:: TRECHO SELECIONADO ::
O mesmo Mundakopanishad afirma:
“Assim como os raios de uma roda se
encontra no seu cubo, assim os nadis se encontram no coração. Neste centro, Ele
(o Paratma) que se tornou múltiplo, vive. Meditai nele graças ao uso da palavra
OM. E que possais dessa forma cruzar o mar das trevas da ignorância e atingir a
outra margem.”
O Poder da palavra se manifesta não só
através da Palavra como, também, da Musica. A presença de ritmos e cânticos
pode ser testemunhas noss rituais africanos, asiáticos ou das Americas. Há um
conhecimento da existência de um Poder inconsciente que pode ser invocada e
manifestar-se como que numa explosão. Peter Michael Hamel, no seu livro Through
Musci to the Self, acha que:
Essa força primitiva pode ser invocada por
meios musicais. Nos também podemos nos submeter aos seus poderes estimulativos.
Mas será nosso dever não permitir, meramente, que esses poderes exerçam sua
influencia mágica sobre nos. A fim de que eles permaneçam ao nosso serviço
auxiliando-nos a tornar-nos pessoas completas, no sentido de alcançarmos uma
Totalidade Integrada.
O aprendizado da Música na Índia é
portanto, uma ascese, com exercícios de purificação e meditação para
transformar o homem num instrumento adequado da manifestação. O mestre de
musica, o Guru é um homem geralmente de elevado desenvolvimento espiritual.
Para muitos dos executantes, a Musica é uma
Yoga. Um caminho de união com o Supremo. A Musica, para os antigos, estava
ligada à Harmonia das Esferas. Ela nasce, como uma centelha, da tensão
existente entre o audível e o inaudível. Para o musico Hazrat Inayat Khan, que
se tornou o grande divulgador do ideal Sufi no mundo moderno:
“Aquele que conhece o segredo dos sons
conhece o mistério de todo o Universo.”
É esse, aliás, o sentimento do compositor
moderno K.H. Stockhausen ao afirmar:
“Uma Nota musical vive, como tu, como eles,
como eu, como Aquilo.
Move-se. Estica-se. Contrai-se.
Metamorfoseia-se, dá nascimento, procria,
morre e renasce.
Busca, para, encontra, perde, ama, casa-se,
apressa-se.
Vem e vai.”

:: MATERIAL DE ESTUDO ::
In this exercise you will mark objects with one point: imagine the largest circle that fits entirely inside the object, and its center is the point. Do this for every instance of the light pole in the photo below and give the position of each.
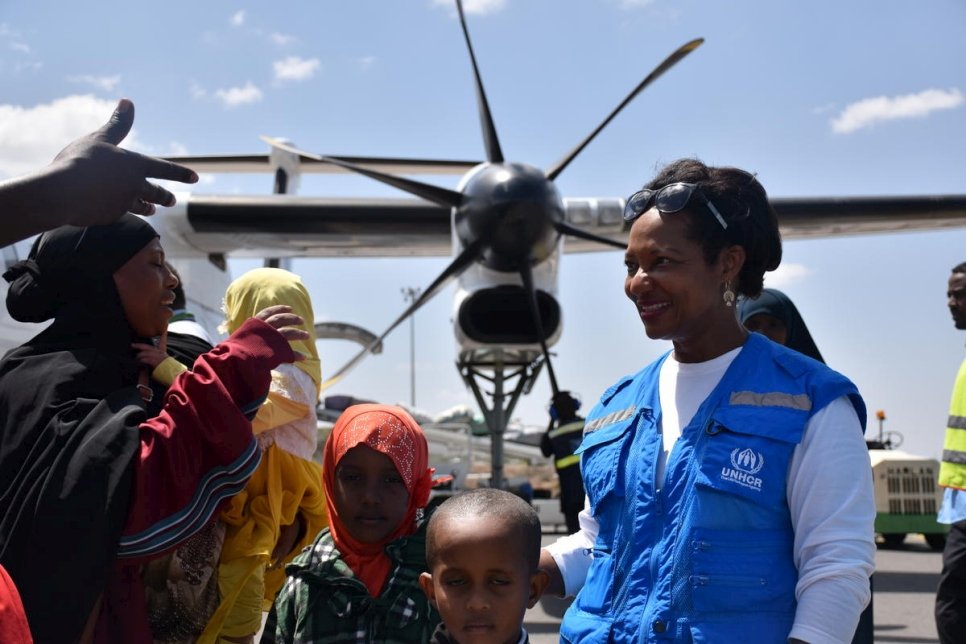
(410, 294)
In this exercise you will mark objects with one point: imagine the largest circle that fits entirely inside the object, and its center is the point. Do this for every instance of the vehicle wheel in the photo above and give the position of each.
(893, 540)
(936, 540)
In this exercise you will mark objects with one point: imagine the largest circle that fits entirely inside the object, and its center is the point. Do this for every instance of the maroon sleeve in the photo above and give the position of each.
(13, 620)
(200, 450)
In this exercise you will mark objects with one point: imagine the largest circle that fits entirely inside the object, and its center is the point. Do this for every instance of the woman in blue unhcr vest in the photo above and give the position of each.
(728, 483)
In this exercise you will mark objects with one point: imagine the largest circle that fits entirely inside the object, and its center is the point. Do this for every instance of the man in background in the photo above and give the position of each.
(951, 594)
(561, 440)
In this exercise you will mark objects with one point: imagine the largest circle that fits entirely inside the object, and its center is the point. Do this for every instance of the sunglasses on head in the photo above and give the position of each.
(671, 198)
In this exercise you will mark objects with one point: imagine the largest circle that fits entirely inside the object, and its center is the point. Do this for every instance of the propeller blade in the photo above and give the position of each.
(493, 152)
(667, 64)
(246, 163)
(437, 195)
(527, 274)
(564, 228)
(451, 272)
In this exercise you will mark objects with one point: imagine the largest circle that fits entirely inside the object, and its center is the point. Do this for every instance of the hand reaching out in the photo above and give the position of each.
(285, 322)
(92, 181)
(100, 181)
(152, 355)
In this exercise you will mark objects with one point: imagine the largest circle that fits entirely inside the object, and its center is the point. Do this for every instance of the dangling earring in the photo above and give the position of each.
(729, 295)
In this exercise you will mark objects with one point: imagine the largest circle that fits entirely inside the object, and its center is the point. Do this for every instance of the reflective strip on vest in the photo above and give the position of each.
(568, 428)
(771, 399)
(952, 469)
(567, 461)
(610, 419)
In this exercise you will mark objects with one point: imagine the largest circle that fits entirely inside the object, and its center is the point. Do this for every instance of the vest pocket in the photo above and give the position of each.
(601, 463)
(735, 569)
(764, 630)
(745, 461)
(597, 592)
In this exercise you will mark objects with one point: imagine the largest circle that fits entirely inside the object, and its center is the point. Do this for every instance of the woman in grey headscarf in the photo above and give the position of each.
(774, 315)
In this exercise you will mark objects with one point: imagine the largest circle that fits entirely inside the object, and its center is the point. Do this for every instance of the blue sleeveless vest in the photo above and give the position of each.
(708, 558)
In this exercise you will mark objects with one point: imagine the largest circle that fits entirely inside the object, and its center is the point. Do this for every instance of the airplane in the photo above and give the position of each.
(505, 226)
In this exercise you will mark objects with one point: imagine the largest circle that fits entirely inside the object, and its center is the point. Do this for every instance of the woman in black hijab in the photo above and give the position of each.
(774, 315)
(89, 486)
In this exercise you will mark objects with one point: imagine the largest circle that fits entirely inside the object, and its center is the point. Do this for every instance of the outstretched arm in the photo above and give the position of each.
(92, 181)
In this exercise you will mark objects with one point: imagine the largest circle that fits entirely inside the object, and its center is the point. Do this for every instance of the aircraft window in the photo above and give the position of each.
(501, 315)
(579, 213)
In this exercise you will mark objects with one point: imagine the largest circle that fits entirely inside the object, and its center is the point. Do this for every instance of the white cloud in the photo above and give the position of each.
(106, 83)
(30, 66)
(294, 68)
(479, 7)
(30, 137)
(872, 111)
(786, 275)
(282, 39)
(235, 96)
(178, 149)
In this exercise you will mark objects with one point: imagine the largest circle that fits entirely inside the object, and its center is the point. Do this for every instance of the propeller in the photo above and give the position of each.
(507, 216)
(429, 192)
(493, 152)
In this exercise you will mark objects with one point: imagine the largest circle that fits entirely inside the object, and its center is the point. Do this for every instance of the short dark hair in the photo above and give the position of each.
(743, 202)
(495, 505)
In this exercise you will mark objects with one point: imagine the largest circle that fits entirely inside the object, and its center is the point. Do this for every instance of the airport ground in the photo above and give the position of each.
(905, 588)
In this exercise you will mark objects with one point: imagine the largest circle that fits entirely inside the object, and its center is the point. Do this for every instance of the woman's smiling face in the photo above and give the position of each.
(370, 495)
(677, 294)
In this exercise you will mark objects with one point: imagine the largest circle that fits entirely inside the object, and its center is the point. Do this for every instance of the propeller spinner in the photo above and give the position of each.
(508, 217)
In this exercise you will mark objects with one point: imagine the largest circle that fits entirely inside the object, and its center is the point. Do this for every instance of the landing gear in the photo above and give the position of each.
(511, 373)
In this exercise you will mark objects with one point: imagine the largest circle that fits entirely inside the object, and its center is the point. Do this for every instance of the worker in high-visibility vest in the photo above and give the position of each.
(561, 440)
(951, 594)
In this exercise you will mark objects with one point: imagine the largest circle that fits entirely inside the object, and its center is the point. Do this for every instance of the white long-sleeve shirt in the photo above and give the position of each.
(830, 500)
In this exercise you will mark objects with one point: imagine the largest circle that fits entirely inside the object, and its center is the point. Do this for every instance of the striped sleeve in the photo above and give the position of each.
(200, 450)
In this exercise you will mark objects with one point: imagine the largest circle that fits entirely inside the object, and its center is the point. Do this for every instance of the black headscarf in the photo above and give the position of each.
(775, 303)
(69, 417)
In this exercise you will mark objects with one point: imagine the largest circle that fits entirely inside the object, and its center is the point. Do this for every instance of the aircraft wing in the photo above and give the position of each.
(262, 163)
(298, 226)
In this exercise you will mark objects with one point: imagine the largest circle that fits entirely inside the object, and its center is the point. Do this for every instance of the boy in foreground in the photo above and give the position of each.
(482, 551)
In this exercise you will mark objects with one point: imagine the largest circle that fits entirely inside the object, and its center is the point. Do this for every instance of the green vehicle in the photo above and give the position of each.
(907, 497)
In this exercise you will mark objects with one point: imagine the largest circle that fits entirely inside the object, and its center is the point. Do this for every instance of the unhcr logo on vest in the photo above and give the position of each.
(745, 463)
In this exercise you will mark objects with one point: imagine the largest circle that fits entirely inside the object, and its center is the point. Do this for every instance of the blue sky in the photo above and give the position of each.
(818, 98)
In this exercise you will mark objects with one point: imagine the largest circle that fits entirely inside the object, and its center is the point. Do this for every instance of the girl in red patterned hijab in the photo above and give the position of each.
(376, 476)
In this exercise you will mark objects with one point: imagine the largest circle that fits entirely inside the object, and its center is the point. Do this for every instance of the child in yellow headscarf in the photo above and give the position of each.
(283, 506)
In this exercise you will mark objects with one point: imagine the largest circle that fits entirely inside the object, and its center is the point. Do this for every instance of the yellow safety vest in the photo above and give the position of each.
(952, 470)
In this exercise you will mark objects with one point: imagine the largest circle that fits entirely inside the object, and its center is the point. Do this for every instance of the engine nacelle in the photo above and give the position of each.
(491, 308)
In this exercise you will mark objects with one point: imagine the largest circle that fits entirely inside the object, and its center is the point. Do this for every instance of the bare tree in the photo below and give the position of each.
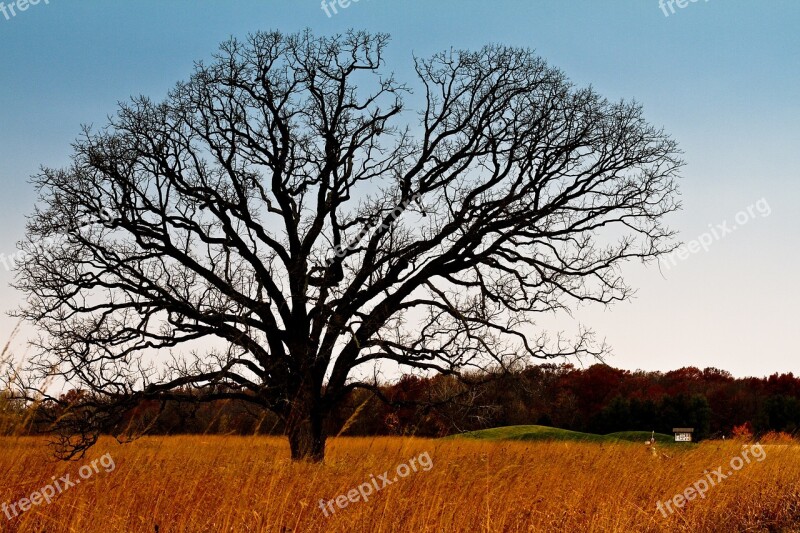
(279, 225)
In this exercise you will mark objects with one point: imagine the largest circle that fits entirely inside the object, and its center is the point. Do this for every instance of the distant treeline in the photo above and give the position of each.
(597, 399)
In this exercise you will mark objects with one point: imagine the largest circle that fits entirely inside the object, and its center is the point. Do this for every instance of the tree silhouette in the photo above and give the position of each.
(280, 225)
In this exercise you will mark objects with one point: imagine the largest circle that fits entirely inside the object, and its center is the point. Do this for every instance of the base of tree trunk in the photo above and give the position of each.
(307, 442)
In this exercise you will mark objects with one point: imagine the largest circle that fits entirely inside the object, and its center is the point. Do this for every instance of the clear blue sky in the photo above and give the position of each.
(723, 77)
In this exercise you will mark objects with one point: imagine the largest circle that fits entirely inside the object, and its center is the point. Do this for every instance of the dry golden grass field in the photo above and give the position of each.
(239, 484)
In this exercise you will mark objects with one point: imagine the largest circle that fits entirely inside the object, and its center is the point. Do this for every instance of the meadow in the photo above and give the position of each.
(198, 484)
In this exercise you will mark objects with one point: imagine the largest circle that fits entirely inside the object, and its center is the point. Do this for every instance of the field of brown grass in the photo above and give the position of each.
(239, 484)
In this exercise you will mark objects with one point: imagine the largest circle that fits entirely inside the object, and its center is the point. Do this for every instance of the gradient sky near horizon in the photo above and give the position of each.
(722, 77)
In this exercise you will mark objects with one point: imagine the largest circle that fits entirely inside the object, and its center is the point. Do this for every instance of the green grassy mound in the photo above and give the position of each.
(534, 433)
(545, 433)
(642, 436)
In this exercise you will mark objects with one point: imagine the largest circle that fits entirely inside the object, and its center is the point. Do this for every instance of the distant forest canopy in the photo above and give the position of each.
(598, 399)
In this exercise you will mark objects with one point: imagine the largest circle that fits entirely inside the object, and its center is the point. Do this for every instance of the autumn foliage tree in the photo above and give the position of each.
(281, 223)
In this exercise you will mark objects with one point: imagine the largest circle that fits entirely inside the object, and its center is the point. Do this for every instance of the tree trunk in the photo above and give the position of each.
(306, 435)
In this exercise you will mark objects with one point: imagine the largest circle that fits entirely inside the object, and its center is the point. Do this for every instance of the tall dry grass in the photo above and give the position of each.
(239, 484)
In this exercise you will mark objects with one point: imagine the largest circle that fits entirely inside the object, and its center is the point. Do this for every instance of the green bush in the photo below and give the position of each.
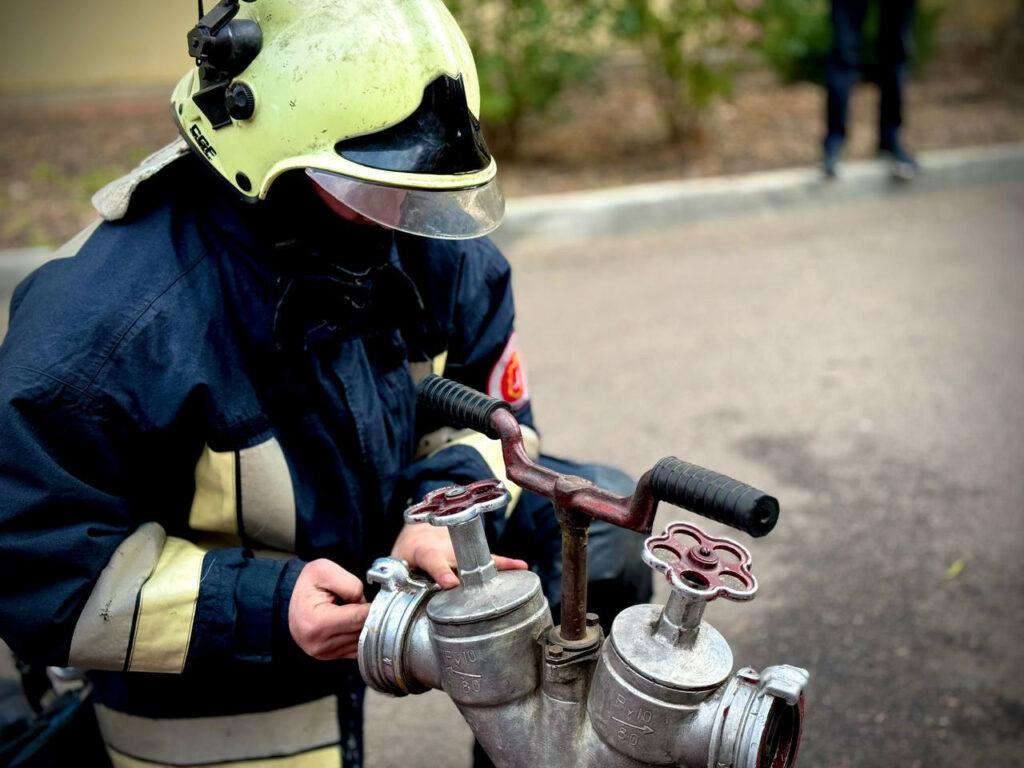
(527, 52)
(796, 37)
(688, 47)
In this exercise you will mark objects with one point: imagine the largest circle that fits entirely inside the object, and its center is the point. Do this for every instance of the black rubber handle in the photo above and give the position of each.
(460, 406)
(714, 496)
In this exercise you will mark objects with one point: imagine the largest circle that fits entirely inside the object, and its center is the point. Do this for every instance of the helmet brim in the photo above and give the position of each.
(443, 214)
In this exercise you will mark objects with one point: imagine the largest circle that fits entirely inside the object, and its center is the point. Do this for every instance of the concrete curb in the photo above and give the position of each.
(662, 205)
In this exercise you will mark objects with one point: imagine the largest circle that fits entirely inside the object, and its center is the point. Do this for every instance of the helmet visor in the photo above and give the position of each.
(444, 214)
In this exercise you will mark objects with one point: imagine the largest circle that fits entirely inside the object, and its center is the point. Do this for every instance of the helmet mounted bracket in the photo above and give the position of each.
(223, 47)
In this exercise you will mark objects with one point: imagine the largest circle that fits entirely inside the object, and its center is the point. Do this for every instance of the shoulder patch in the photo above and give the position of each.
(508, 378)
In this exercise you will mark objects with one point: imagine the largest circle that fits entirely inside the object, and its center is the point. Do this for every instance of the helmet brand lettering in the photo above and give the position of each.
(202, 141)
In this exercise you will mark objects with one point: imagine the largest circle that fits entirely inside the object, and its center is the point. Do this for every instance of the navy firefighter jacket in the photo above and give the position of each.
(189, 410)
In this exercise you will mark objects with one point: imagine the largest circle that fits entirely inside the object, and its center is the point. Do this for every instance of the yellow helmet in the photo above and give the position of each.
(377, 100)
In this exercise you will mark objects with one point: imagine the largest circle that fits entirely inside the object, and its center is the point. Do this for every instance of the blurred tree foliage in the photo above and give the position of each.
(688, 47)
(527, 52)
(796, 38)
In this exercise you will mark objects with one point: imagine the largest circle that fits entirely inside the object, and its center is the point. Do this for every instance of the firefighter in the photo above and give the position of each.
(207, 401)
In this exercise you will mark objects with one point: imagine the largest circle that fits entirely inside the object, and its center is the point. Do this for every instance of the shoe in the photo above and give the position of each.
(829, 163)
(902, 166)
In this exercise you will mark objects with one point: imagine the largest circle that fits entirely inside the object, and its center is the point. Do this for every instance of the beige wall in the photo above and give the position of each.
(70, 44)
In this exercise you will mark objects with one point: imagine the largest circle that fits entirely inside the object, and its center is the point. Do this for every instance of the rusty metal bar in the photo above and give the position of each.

:: PERGUNTAS PARA RESPONDER ::
1) Reproduza, do trecho sobre o poder da palavra e da música, tudo o que vai de "O aprendizado da" até "elevado desenvolvimento espiritual.".
2) Liste todos os autores e músicos mencionados pelo nome no trecho sobre o poder da palavra e da música.
3) Dê continuidade ao trecho sobre o poder da palavra e da música a partir do ponto em que ele termina.

:: RESPOSTAS NUMERADAS ::
1)
O aprendizado da Música na Índia é
portanto, uma ascese, com exercícios de purificação e meditação para
transformar o homem num instrumento adequado da manifestação. O mestre de
musica, o Guru é um homem geralmente de elevado desenvolvimento espiritual.

2) Peter Michael Hamel, Hazrat Inayat Khan e K.H. Stockhausen.

3)
Uma visão mais profunda da Musica pode ser
obtida da leitura da vasta obra de Hazrat Inayat Khan. No texto chamado ON
MUSIC, encontrado no volume II, há uma profunda análise do problema. Vamos
acompanhar algumas citações:
A Musica tem sido reverenciada pelos místicos
de todas as idades.
Em todo o mundo a
musica tem sido o centro do culto e o santo oficio dentro dos mais
internos círculos de iniciados.
Entre os Sufis a música também é vista como a
fonte de suas meditações, pois eles se sentem como a alma esta desabrochando, como as faculdades
intuitivas podem ser abertas. Seus corações se abrem a todas as belezas do
mundo interno e externo, elevando-os e, ao mesmo tempo, trazendo-os
aquela perfeição que a alma anseia.
Os músicos da Índia
devotam doze horas, ou mais, por dia à pratica dos vários ritmos e de suas
variações. No fim, esses ritmos produzem um efeito psicológico que não é
mais meramente musical, mas mágico. Essa magia pode mover uma pessoa e tocar o
seu coração. Ao ouvir tal musica, podemos nos sentir transportados a outro
mundo. E, entretanto, ela é escassamente audível.
Continua ele em outro trecho:
“Nada pode ser de mais ajuda espiritual do
que a Musica. A Meditação é uma preparação para a perfeição, mas é a Musica que
chega mais perto dela. A Musica é a harmonia do Universo no microcosmo. Pois essa harmonia
é a própria vida e, no homem, que é ele mesmo um microcosmo, os acordes e
dissonâncias podem ser encontrados nos seu pulso, no bater do seu coração, na
sua vibração, no seu ritmo e tom. Sua saúde ou doença, sua alegria ou tristeza,
mostram se há musica ou não, em sua vida.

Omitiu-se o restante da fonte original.